Study text:
_ _ _

The staple food of the Ivorian diet is the yam. The yam is boiled, and, when cooled, mashed to be eaten. Cassava is also an integral part of the Baoulé cuisine.

Yams, in addition to maize, are stored until they are needed.

Foods other than yams are obtained from the local market. The most important food of the market is fish, wrapped in palm leaves, an economic alternative to wrapping paper.
Ivorians typically eat meat from goats (chevon), sheep (mutton and lamb), and chickens, which are shared by the entire community. They milk their goats and get eggs from their chickens.

_ _ _

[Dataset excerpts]

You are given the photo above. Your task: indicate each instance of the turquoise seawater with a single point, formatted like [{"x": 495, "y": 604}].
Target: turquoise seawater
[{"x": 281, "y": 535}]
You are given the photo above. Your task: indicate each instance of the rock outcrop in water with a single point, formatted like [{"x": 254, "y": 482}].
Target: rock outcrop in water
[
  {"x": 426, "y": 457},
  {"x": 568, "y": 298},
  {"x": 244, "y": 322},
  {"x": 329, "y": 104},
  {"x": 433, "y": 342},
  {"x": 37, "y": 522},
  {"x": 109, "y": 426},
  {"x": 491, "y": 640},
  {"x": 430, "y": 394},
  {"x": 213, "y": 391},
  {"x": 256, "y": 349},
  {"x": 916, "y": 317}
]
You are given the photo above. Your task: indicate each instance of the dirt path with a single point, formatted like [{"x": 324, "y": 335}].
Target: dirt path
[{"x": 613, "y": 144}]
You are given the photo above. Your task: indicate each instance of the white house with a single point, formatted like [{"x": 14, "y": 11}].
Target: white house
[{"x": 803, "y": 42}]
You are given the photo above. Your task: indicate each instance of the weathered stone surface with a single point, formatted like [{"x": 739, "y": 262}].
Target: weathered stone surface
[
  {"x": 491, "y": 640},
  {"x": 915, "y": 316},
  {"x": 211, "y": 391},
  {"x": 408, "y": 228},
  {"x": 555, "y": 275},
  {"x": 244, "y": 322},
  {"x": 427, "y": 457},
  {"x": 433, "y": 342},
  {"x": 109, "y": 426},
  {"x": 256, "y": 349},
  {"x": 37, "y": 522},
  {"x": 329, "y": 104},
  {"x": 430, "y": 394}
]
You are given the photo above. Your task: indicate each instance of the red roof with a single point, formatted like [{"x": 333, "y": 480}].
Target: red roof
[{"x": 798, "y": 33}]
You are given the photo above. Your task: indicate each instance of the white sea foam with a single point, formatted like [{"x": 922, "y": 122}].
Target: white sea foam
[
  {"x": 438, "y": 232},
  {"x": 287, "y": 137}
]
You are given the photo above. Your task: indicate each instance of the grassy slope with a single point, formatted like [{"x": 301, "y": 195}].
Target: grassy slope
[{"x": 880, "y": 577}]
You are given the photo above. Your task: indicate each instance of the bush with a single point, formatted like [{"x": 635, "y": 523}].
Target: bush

_ _ _

Problems and tasks:
a: Translate this sentence from the passage on Ivorian food into Spanish: "Yams, in addition to maize, are stored until they are needed."
b: Write the next part of the passage on Ivorian food, picking up after its final sentence.

Answers to the problems:
a: Los ñames, además del maíz, se almacenan hasta que se necesitan.

b:
==Baoulé tools==

One of the basic tools employed by the Baoulé populace is the machete. The machete's uses can include clearing vegetation or the construction of a paddle or canoe from logs. Another one of the tools employed by the Baoulé populace, is the snail shell, which is used for grounding and pounding tobacco, for the manufacture of snuffs. The Baoulé people are well known for their unique hand woven textiles. The village of Sakiaré consists of 95% population of skilled hand-weavers. The two most notable tools used by the Bauolé people are the shuttle and the beater. The shuttle is a hand made wooden boat shuttle used to in hand weaving to place the weft (horizontal) yarn between the warp (vertical) yarns, interweaving them to create a fabric. The beater is also another hand crafted tool that's made from yarn, straw, and yarn. The beater's function is to pull the inserted weft yarn from the shuttle forward towards the weaving structure to secure the yarn tightly - creating the fabric.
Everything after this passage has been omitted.